--- What the task asks ---
Turn every line of the listing below into a JSON list of strings, one string per line, leaving out any blank lines.

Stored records
═══
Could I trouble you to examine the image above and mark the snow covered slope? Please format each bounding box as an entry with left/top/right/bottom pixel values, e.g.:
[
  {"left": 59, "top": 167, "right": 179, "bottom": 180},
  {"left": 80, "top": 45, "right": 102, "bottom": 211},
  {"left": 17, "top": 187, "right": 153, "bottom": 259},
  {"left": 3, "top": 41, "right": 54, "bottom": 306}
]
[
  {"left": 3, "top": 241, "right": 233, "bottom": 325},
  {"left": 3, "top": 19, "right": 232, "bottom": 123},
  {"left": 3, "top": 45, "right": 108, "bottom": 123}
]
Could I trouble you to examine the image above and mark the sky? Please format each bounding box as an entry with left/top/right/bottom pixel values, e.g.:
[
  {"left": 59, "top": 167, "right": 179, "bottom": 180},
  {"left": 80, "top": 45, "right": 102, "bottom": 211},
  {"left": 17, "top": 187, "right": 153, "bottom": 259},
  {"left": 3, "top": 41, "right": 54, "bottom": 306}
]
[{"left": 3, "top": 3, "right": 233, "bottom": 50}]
═══
--- Final result ---
[
  "Could I trouble you to examine the image above and mark the snow covered slope? Please format each bounding box as an entry with left/top/right/bottom pixel values, e.g.:",
  "[",
  "  {\"left\": 59, \"top\": 167, \"right\": 179, \"bottom\": 180},",
  "  {\"left\": 80, \"top\": 45, \"right\": 102, \"bottom\": 211},",
  "  {\"left\": 17, \"top\": 187, \"right\": 153, \"bottom\": 259},",
  "  {\"left\": 3, \"top\": 41, \"right\": 54, \"bottom\": 306}",
  "]",
  "[",
  "  {\"left\": 3, \"top\": 241, \"right\": 233, \"bottom\": 325},",
  "  {\"left\": 3, \"top\": 19, \"right\": 232, \"bottom\": 123},",
  "  {\"left\": 3, \"top\": 45, \"right\": 108, \"bottom\": 123}",
  "]",
  "Could I trouble you to examine the image above and mark the sky? Please format each bounding box as an entry with left/top/right/bottom pixel values, e.g.:",
  "[",
  "  {\"left\": 59, \"top\": 167, \"right\": 179, \"bottom\": 180},",
  "  {\"left\": 80, \"top\": 45, \"right\": 102, \"bottom\": 211},",
  "  {\"left\": 17, \"top\": 187, \"right\": 153, \"bottom\": 259},",
  "  {\"left\": 3, \"top\": 41, \"right\": 54, \"bottom\": 306}",
  "]",
  "[{\"left\": 3, \"top\": 3, \"right\": 233, \"bottom\": 50}]"
]